Extracted data entries:
= = =

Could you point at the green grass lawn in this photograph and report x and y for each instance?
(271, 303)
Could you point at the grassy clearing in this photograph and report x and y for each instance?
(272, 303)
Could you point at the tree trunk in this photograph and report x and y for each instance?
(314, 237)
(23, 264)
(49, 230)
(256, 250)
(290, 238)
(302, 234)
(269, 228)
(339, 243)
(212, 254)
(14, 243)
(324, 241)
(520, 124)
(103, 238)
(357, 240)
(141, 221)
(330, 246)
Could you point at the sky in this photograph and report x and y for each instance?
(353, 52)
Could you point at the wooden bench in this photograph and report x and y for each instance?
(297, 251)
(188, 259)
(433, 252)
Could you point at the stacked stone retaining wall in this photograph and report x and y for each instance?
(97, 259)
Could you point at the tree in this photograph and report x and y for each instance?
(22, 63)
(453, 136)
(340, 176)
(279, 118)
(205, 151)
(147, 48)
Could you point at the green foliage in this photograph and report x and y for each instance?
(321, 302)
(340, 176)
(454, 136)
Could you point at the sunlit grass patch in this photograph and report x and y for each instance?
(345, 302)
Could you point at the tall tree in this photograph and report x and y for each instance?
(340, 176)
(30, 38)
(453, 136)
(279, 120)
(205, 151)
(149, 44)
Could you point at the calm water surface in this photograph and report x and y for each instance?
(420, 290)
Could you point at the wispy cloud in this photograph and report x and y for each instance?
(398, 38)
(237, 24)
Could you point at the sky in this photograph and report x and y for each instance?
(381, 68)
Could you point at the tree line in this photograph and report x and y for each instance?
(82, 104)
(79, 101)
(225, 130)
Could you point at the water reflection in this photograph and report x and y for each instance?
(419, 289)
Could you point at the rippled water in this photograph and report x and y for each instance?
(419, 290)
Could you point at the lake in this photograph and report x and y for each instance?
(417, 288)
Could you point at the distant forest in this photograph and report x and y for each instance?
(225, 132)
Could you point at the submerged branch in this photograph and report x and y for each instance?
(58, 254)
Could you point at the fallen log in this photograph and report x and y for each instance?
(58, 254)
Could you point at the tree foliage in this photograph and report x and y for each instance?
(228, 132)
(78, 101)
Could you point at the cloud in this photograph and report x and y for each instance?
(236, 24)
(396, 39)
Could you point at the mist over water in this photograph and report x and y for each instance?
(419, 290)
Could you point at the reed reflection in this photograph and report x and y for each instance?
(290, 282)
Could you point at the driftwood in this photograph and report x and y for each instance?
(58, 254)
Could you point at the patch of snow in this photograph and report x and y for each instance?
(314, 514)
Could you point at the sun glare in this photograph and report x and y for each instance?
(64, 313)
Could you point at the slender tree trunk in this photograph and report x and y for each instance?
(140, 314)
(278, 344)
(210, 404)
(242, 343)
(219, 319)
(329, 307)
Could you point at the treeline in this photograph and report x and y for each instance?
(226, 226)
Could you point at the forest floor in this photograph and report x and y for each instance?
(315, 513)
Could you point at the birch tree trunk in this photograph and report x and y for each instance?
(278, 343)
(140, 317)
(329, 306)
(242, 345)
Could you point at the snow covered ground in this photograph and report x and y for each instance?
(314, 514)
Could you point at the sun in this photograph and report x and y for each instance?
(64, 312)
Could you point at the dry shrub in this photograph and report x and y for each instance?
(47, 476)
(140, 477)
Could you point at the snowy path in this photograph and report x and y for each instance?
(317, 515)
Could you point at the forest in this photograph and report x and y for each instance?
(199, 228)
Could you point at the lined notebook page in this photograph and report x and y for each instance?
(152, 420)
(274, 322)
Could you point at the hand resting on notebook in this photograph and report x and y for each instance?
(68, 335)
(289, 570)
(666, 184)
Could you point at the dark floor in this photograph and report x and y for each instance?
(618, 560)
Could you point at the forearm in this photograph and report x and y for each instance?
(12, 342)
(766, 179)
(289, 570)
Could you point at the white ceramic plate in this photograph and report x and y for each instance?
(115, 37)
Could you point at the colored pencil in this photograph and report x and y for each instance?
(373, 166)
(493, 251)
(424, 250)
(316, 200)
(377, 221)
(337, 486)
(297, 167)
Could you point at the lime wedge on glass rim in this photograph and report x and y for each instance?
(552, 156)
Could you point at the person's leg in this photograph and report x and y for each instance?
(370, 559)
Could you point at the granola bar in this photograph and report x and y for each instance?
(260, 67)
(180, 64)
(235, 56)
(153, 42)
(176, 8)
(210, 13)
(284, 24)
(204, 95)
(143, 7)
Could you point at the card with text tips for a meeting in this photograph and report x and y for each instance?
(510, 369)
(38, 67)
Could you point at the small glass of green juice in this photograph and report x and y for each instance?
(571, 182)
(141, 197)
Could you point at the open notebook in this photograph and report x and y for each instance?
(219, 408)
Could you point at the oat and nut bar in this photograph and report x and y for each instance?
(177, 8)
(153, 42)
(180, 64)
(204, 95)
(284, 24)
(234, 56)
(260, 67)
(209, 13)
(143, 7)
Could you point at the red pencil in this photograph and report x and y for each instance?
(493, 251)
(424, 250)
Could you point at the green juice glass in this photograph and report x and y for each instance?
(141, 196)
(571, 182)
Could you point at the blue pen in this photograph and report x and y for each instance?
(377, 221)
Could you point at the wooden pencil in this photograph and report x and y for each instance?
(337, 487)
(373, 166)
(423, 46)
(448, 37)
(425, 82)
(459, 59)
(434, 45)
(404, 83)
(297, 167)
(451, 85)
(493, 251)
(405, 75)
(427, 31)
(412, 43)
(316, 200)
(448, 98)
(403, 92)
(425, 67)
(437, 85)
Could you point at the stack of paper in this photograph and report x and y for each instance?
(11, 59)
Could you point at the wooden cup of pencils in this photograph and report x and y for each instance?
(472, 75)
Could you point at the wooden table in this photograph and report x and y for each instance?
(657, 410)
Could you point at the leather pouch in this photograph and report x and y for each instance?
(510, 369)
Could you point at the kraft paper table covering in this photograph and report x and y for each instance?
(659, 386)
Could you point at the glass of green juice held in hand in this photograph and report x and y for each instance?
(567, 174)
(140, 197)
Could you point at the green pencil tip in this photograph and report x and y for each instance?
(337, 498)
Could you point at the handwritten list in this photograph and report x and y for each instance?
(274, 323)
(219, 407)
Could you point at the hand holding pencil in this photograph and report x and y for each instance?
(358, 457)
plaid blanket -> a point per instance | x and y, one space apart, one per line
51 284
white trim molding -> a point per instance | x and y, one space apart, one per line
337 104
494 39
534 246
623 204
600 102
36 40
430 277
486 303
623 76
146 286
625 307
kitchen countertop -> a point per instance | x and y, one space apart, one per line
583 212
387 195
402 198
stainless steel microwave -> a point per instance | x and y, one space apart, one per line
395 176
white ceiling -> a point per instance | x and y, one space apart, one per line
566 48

= = =

• _Short exercise_
Working from the material above, retype it in its entirety without change.

• _Written answer_
Could you point at the green grass lawn in this photograph and report x and y for each instance?
(271, 303)
Could you point at the grassy clearing in this photograph and report x and y for each instance?
(272, 303)
Could you point at the tree trunk in this photograph and report x and y for each instance?
(314, 237)
(23, 264)
(49, 230)
(256, 250)
(290, 238)
(302, 234)
(269, 228)
(339, 243)
(212, 254)
(14, 243)
(324, 241)
(520, 124)
(103, 238)
(357, 240)
(141, 221)
(330, 246)
Could you point at the sky in this photograph and report x and y for each instance?
(353, 52)
Could you point at the wooden bench in this photograph and report x and y for each instance?
(297, 251)
(188, 259)
(433, 252)
Could you point at the stacked stone retaining wall in this photograph and report x and y for each instance?
(97, 259)
Could you point at the tree in this photograph and report x and y for each instance?
(22, 63)
(453, 136)
(340, 176)
(279, 118)
(205, 151)
(147, 48)
Could you point at the green foliage in this photograph and report x and y for each instance?
(321, 302)
(340, 176)
(454, 136)
Could you point at the sunlit grass patch in this photograph and report x and y for each instance?
(345, 302)
Could you point at the tall tree in this photograph and report x and y for each instance?
(340, 176)
(30, 38)
(453, 136)
(279, 120)
(205, 151)
(149, 44)
Could you point at the calm water surface in this photograph and report x and y for each instance?
(420, 290)
Could you point at the wispy cloud in this photograph and report x and y for each instance?
(398, 38)
(237, 24)
Could you point at the sky in this photograph and report x and y for each instance?
(381, 68)
Could you point at the tree line in this photograph and report x and y for each instance?
(82, 104)
(79, 101)
(225, 130)
Could you point at the water reflection in this photograph and report x and y for each instance?
(419, 289)
Could you point at the rippled water in this photograph and report x and y for each instance?
(419, 290)
Could you point at the lake in this photograph and report x and y for each instance?
(417, 288)
Could you point at the distant forest in this photograph and report x and y for each instance?
(225, 132)
Could you point at the submerged branch in this photograph and report x and y for each instance?
(58, 254)
Could you point at the fallen log in this photograph and report x and y for each instance?
(58, 254)
Could you point at the tree foliage in this photograph and report x and y for each instance?
(228, 132)
(78, 101)
Could you point at the cloud in this photograph and report x and y for each instance?
(236, 24)
(396, 39)
Could you point at the mist over water in this photograph and report x and y for each instance?
(419, 290)
Could you point at the reed reflection in this photograph and report x and y for each instance?
(290, 282)
Could you point at the driftwood in this photograph and report x and y for each instance?
(58, 254)
Could you point at the patch of snow in this photograph and report x and y for each instance?
(314, 514)
Could you point at the sun glare in this photograph and report x and y for each instance?
(64, 313)
Could you point at the slender tree trunk in this photograph and report x and y for each instance?
(140, 314)
(278, 344)
(210, 404)
(242, 343)
(219, 319)
(329, 307)
Could you point at the treeline in this photograph and report x and y for each instance?
(226, 226)
Could you point at the forest floor in this photograph and report x and y for each instance?
(315, 513)
Could you point at the birch tree trunk in this photograph and report x and y for each instance?
(278, 343)
(140, 317)
(329, 306)
(242, 345)
Could you point at the snow covered ground in this photograph and report x and y for each instance?
(314, 514)
Could you point at the sun in this photograph and report x and y for each instance?
(64, 312)
Could you point at the dry shrub in this photograph and report x and y for each instance?
(47, 476)
(140, 477)
Could you point at the snowy path in this photograph and report x and y for each instance?
(317, 515)
Could you point at the forest in this photograph and report x and y for each instance?
(199, 228)
Could you point at the lined notebook page in this photograph and report x and y for each instance?
(152, 420)
(274, 322)
Could you point at the hand resting on notebook in this photograph and report x and y for each instance?
(68, 335)
(289, 570)
(666, 184)
Could you point at the dark floor in this photograph and report x and y for each instance?
(618, 560)
Could you point at the forearm in this photograph and report x and y for each instance?
(12, 342)
(766, 179)
(289, 570)
Could you point at the white ceramic plate in this photograph and report x and y for each instance?
(115, 37)
Could you point at the colored pencil in this photograph and report x and y for each instance?
(373, 166)
(493, 251)
(424, 250)
(316, 200)
(377, 221)
(337, 486)
(297, 167)
Could you point at the lime wedge on glass rim in this photograph and report x and y for each instance?
(552, 156)
Could you point at the person's leg in this photograph and report x and y for each instance?
(370, 559)
Could you point at the granola bar in this photograph and report x and y for each instance?
(260, 67)
(180, 64)
(235, 56)
(153, 42)
(176, 8)
(210, 13)
(284, 24)
(204, 95)
(143, 7)
Could you point at the card with text tips for a meeting in this photograph and report x and y for each instance?
(510, 369)
(38, 67)
Could you point at the small glass of green juice in this photograph and report x and y for each instance?
(571, 182)
(141, 197)
Could you point at the open notebook in this photograph and report x and y for each instance?
(219, 408)
Could you point at the oat and nut bar in this photograph and report x and y for each instance?
(177, 8)
(153, 42)
(180, 64)
(204, 95)
(284, 24)
(234, 56)
(260, 67)
(209, 13)
(143, 7)
Could you point at the red pencil in this photograph and report x and y for each instance?
(493, 251)
(424, 250)
Could you point at the green juice glass in this photograph and report x and y for each instance?
(141, 196)
(571, 182)
Could you point at the blue pen in this photograph and report x and y for each instance?
(377, 221)
Could you point at the wooden pencil in this photograph and report x and y for each instance?
(337, 487)
(373, 166)
(423, 46)
(448, 37)
(425, 82)
(459, 59)
(434, 45)
(404, 83)
(297, 167)
(451, 85)
(493, 251)
(405, 75)
(427, 31)
(412, 43)
(316, 200)
(448, 98)
(403, 92)
(425, 67)
(437, 85)
Could you point at the stack of paper in this photograph and report x and y for each instance?
(11, 59)
Could you point at the wooden cup of pencils in this photograph and report x and y for each instance?
(472, 75)
Could you point at the wooden table in this photograph and report x and y for each instance?
(657, 410)
Could you point at the leather pouch in this photograph and report x and y for each instance?
(510, 369)
Could you point at the kraft paper table covering in this photograph and report x and y for each instance?
(659, 386)
Could you point at the glass of green juice held in hand in this photograph and report x and y for each instance?
(567, 174)
(140, 197)
Could you point at the green pencil tip in this photograph and report x and y for each instance?
(337, 498)
Could you point at the handwritten list in this photograph and report x and y for each instance?
(274, 323)
(219, 407)
Could you point at the hand holding pencil in this photograph and report x and y for each instance?
(358, 457)
plaid blanket -> a point per instance | x and y, one space apart, one per line
51 284
white trim molding -> a point per instance | x and y, one space apart, one per line
337 104
494 39
534 246
623 204
600 102
36 40
430 277
486 303
623 76
146 286
625 307
kitchen countertop -> a point per instance | x and y, one space apart, one per line
583 212
387 195
402 198
stainless steel microwave -> a point per instance | x and y, one space apart, one per line
395 176
white ceiling -> a point per instance | x and y, one space apart, one per line
566 48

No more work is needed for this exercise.